Copy every line of the material below, requests included, and raise each x and y coordinate in the answers by 70. Leave the sample coordinates inside the requests unchanged.

━━━━━ Input data ━━━━━

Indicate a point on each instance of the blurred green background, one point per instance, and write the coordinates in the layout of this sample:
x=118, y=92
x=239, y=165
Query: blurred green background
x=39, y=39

━━━━━

* **Task result**
Indicate a point on each instance of the blurred green background, one point per instance, and write the coordinates in the layout of this sample:
x=118, y=92
x=239, y=165
Query: blurred green background
x=109, y=109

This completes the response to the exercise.